Reading text:
Delivery and customer service– They promised 60 days from order to delivery, but it took almost 90 days before the shoes were actually delivered. While I appreciate the open communication, they could have taken the initiative to inform me of delays. A system to track at what stage of production your order is on would have saved everybody time.

I must have sent more than 20 emails to Carmina but Ioana from the CS team was very patient with my impatience, remaining friendly and professional all throughout our email exchange.

Unboxing – This is my first custom-made shoes, and first Carmina pair, so waiting was almost unbearable. I was worried they won’t fit, that the colour would be too white, that the broguing will be ugly (I prefer no punching at all) or that I wouldn’t like them. One isn’t guaranteed satisfaction when one orders online. Made to order shoes can’t be returned, and at €448/pair it’ll be a costly joke if I hated them.

Information given:
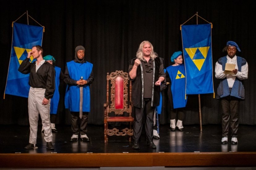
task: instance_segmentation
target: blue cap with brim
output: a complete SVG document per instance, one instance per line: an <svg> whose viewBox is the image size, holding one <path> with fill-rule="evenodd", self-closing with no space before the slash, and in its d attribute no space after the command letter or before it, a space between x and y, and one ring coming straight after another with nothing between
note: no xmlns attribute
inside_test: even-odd
<svg viewBox="0 0 256 170"><path fill-rule="evenodd" d="M238 45L234 41L228 41L227 42L227 46L234 46L237 48L238 51L239 52L241 52L241 50L240 50L240 48L239 48Z"/></svg>
<svg viewBox="0 0 256 170"><path fill-rule="evenodd" d="M172 56L171 57L171 61L172 62L174 62L175 59L177 58L177 57L182 54L182 52L181 51L179 51L174 52Z"/></svg>
<svg viewBox="0 0 256 170"><path fill-rule="evenodd" d="M53 56L50 55L47 55L44 57L44 58L43 58L45 61L51 60L53 62L55 62L55 59L54 58Z"/></svg>

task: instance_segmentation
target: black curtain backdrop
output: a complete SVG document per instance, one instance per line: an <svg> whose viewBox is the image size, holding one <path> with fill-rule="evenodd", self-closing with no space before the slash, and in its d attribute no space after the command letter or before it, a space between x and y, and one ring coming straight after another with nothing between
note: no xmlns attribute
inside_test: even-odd
<svg viewBox="0 0 256 170"><path fill-rule="evenodd" d="M4 5L5 4L5 5ZM6 1L0 10L0 52L2 59L0 124L28 125L26 98L8 95L3 99L11 50L11 23L27 10L28 14L45 27L42 46L44 56L51 55L56 65L65 71L66 63L74 59L75 48L86 49L86 60L93 64L95 77L91 86L91 109L89 123L102 124L103 104L106 100L106 75L116 70L128 71L128 60L135 56L140 43L149 41L155 51L164 59L164 66L171 64L170 56L182 51L180 26L198 12L213 24L212 49L214 84L215 63L225 55L221 52L226 42L237 43L242 51L237 55L245 58L249 65L249 78L244 81L245 100L240 102L239 121L256 124L256 96L253 64L256 44L256 17L252 1L237 0L92 0ZM198 18L198 24L207 23ZM27 24L24 15L17 22ZM194 17L186 24L196 24ZM30 25L38 25L32 19ZM70 123L70 115L64 104L65 85L60 88L61 99L57 124ZM212 94L201 95L202 123L219 124L221 109ZM197 95L189 95L185 124L199 124ZM168 106L167 106L168 107ZM161 123L168 122L168 109L162 115Z"/></svg>

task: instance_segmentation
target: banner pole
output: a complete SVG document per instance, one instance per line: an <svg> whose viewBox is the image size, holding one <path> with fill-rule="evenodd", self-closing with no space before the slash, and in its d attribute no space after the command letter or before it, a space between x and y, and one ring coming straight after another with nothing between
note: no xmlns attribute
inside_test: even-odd
<svg viewBox="0 0 256 170"><path fill-rule="evenodd" d="M198 25L198 12L196 12L196 25ZM200 94L198 94L198 103L199 107L199 122L200 123L200 131L203 131L202 128L202 115L201 113L201 100L200 97Z"/></svg>
<svg viewBox="0 0 256 170"><path fill-rule="evenodd" d="M28 24L28 10L27 10L27 20L28 21L28 25L29 25Z"/></svg>

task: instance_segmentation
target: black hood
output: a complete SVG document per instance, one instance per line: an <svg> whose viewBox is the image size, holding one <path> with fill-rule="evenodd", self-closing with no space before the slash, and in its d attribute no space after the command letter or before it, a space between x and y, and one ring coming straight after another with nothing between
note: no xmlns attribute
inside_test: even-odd
<svg viewBox="0 0 256 170"><path fill-rule="evenodd" d="M85 52L85 49L84 48L84 47L81 45L78 46L75 48L75 59L79 63L83 63L84 62L84 57L83 57L83 59L80 60L77 57L77 56L76 55L77 54L77 52L81 50L83 50Z"/></svg>

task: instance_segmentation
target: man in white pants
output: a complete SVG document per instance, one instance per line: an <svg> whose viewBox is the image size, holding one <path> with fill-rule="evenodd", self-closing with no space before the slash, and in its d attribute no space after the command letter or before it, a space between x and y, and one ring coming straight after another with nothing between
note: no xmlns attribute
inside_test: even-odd
<svg viewBox="0 0 256 170"><path fill-rule="evenodd" d="M50 98L55 89L55 74L52 65L43 59L43 48L39 45L32 47L19 68L23 74L30 73L28 84L30 86L28 94L28 117L30 133L28 145L25 149L37 148L38 116L40 114L43 128L45 130L45 140L48 149L54 149L52 142L53 135L50 121ZM30 63L32 56L35 62Z"/></svg>

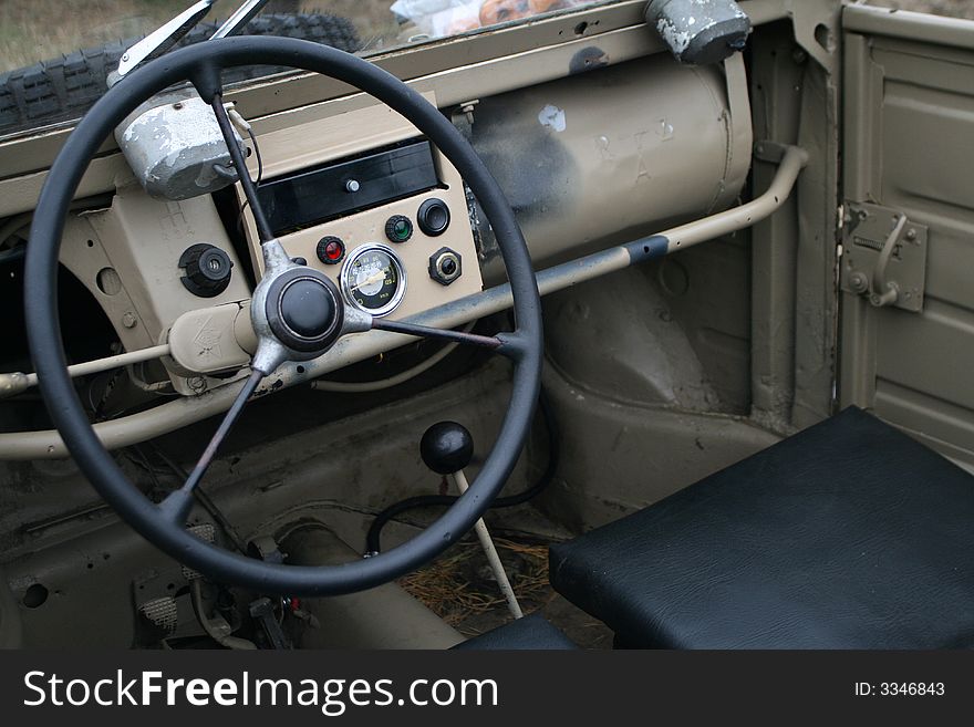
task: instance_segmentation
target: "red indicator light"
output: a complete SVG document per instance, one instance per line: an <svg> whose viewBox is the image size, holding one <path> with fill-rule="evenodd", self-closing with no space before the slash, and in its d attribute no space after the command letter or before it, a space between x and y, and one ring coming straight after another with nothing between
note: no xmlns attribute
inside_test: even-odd
<svg viewBox="0 0 974 727"><path fill-rule="evenodd" d="M345 243L336 237L323 237L319 240L315 252L324 264L333 266L345 257Z"/></svg>

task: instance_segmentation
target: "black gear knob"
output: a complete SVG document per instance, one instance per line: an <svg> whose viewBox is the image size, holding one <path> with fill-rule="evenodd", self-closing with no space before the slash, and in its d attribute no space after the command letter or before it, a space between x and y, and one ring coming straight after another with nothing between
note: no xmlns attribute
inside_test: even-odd
<svg viewBox="0 0 974 727"><path fill-rule="evenodd" d="M439 422L419 440L419 456L438 475L453 475L470 464L474 437L456 422Z"/></svg>

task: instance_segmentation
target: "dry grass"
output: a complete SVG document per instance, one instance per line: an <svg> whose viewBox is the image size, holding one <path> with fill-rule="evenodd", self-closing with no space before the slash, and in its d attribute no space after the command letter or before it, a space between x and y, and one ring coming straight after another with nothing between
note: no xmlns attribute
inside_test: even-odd
<svg viewBox="0 0 974 727"><path fill-rule="evenodd" d="M548 585L548 547L495 538L511 588L526 613L553 596ZM400 580L408 593L465 635L478 633L477 617L491 611L506 614L500 589L476 542L454 546L431 565Z"/></svg>

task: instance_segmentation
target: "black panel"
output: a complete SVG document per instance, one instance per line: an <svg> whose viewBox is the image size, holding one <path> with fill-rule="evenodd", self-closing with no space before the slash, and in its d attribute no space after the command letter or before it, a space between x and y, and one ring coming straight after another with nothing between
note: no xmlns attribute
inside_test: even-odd
<svg viewBox="0 0 974 727"><path fill-rule="evenodd" d="M350 191L349 184L358 183ZM439 184L429 142L410 142L260 185L274 235L319 225L433 189Z"/></svg>

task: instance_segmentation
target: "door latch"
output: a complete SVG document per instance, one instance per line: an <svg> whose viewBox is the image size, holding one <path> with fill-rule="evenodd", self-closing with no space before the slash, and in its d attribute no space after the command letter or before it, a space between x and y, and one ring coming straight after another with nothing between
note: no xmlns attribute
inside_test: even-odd
<svg viewBox="0 0 974 727"><path fill-rule="evenodd" d="M925 225L905 212L868 202L847 202L840 284L877 308L923 310L926 279Z"/></svg>

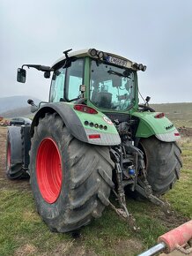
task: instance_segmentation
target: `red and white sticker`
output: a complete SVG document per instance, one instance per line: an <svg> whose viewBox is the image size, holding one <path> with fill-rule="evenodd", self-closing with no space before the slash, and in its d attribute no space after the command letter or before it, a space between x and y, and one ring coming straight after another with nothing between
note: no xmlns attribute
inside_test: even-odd
<svg viewBox="0 0 192 256"><path fill-rule="evenodd" d="M108 124L113 124L112 121L107 117L103 117L104 121L106 121Z"/></svg>

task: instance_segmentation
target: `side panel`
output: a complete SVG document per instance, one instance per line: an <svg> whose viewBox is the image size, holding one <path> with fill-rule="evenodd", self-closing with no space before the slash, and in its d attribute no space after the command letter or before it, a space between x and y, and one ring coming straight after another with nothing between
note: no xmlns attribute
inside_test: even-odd
<svg viewBox="0 0 192 256"><path fill-rule="evenodd" d="M136 137L148 138L155 135L161 141L176 141L180 134L174 124L166 117L155 118L157 112L135 112L132 115L139 118Z"/></svg>
<svg viewBox="0 0 192 256"><path fill-rule="evenodd" d="M31 135L33 136L33 128L38 124L41 117L44 117L47 112L57 112L70 132L81 141L100 146L114 146L121 143L116 128L107 116L101 112L98 114L80 112L75 110L73 106L73 103L66 102L44 105L34 116Z"/></svg>
<svg viewBox="0 0 192 256"><path fill-rule="evenodd" d="M8 134L11 142L11 164L21 163L23 162L21 126L9 126Z"/></svg>

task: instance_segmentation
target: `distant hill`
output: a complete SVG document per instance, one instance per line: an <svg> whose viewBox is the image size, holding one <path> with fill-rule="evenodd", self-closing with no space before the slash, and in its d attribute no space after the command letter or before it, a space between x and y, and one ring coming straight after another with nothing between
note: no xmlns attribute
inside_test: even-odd
<svg viewBox="0 0 192 256"><path fill-rule="evenodd" d="M0 115L6 117L30 115L30 106L27 104L28 99L33 99L36 104L41 102L41 100L30 96L0 98Z"/></svg>

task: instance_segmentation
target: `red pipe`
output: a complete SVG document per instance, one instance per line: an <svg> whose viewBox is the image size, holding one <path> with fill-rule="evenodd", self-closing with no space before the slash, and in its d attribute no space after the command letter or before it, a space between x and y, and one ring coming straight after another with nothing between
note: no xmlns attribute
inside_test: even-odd
<svg viewBox="0 0 192 256"><path fill-rule="evenodd" d="M158 242L165 243L167 248L167 252L171 252L174 250L175 250L178 245L183 245L191 238L192 238L192 220L160 236L158 238Z"/></svg>

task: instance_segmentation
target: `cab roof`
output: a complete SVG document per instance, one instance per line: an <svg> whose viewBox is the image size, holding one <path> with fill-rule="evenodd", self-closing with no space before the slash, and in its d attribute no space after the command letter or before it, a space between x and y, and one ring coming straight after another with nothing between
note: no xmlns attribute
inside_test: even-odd
<svg viewBox="0 0 192 256"><path fill-rule="evenodd" d="M67 59L68 57L70 58L70 57L84 57L84 56L90 56L92 58L104 60L110 64L123 66L135 71L138 70L145 71L146 69L146 66L141 64L137 64L137 63L132 62L123 56L113 53L104 52L95 49L85 49L78 51L70 51L70 49L64 51L63 56L61 56L53 64L51 69L53 70L56 69L56 67L62 64L62 63L64 62L65 59Z"/></svg>

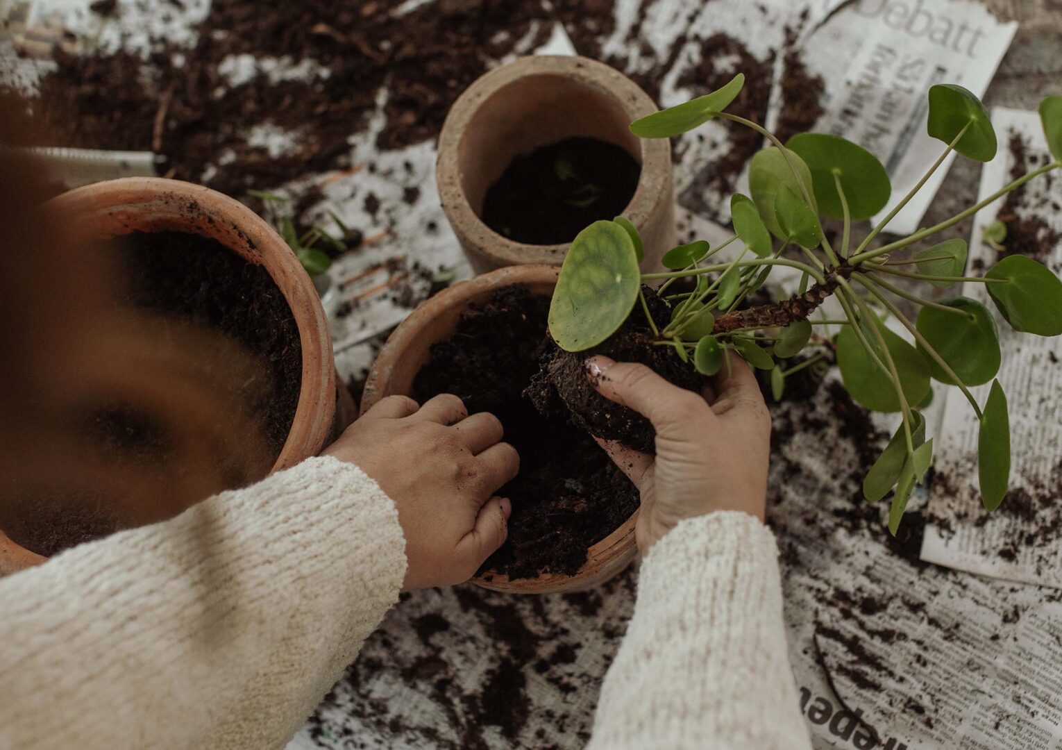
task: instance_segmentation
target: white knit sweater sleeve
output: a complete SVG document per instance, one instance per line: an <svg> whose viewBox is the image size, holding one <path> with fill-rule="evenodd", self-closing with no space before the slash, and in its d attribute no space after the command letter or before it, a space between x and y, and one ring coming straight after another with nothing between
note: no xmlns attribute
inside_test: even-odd
<svg viewBox="0 0 1062 750"><path fill-rule="evenodd" d="M592 750L801 750L777 548L747 513L679 523L641 565Z"/></svg>
<svg viewBox="0 0 1062 750"><path fill-rule="evenodd" d="M0 748L284 747L405 574L391 499L315 458L0 578Z"/></svg>

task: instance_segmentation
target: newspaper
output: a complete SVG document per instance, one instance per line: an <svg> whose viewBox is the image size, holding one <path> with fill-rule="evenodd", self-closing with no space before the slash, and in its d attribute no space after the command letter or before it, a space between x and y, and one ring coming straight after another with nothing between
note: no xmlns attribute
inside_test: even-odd
<svg viewBox="0 0 1062 750"><path fill-rule="evenodd" d="M992 121L1000 153L981 172L981 199L1013 178L1018 156L1018 170L1049 159L1037 113L996 108ZM974 221L972 268L989 268L998 259L982 231L1004 210L1004 201L983 208ZM1017 203L1017 220L1039 226L1041 238L1054 239L1054 246L1044 242L1047 256L1038 259L1062 273L1062 181L1055 173L1034 180ZM995 310L983 287L966 284L962 293ZM997 321L1003 350L998 377L1011 420L1011 492L997 511L980 510L978 423L962 394L953 390L937 443L938 475L944 481L935 482L932 510L941 521L928 529L922 558L984 576L1062 587L1062 340L1017 334L998 314ZM988 386L972 392L983 404Z"/></svg>
<svg viewBox="0 0 1062 750"><path fill-rule="evenodd" d="M801 51L808 70L825 82L825 112L815 130L859 143L881 160L892 180L892 200L876 221L943 151L926 133L929 87L954 83L983 96L1017 22L997 21L974 0L842 4L823 0L818 15L827 20L802 37ZM775 85L781 87L781 76ZM776 90L769 127L777 123L782 101ZM890 222L890 231L909 234L919 228L952 158L954 154Z"/></svg>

Activity: Resume the review of the made-to-order Carmina shoes after its last sentence. The records have nothing to do with this.

Written response:
But I was very happy when I opened the familiar red box. They fit well and this shade of white was exactly what I wanted. Maybe narrower last would have fit my small feet better but I wouldn’t know for sure unless I try other lasts. The shoes are as stiff as a board but that’s supposedly normal for new Goodyear welted (GYW) dress shoes. I honestly like the more minimalist design of Cora better but this pair is as unique to me as I could afford.

Quality issues – There were however a few quality issues that I couldn’t let pass. There was a tiny but very visible cut in the upper. The sole is wrong (leather instead of Alfil which is not very compatible with the Dutch wet weather). Strangely, the heel’s sole is rubber so maybe someone rushed it when I started nagging about delivery time? The edge of the left pair wasn’t even and very unsightly while the insole of the right pair has leftover glue on it. And they gave me the wrong shoe laces (yes you can even choose shoelaces).

I wasn’t expecting a perfect pair. But Carmina Shoemaker has some sort of cult following among shoe connoisseurs online (mostly men) so the bar was set high. For a custom-made pair, they might have been a little sloppy. Carmina offered to have them resoled but I accepted the 15% refund instead of having them flown back to Spain and wait another 45 days (not exactly eco-friendly).

Will I be ordering from them again? Oh definitely! These cordovan boots are already on my list. Do I think Carmina is worth the price? Time will tell. My old derby’s were hard to beat. And if cost per wear would be the basis, these oxfords should last 21 years, at least.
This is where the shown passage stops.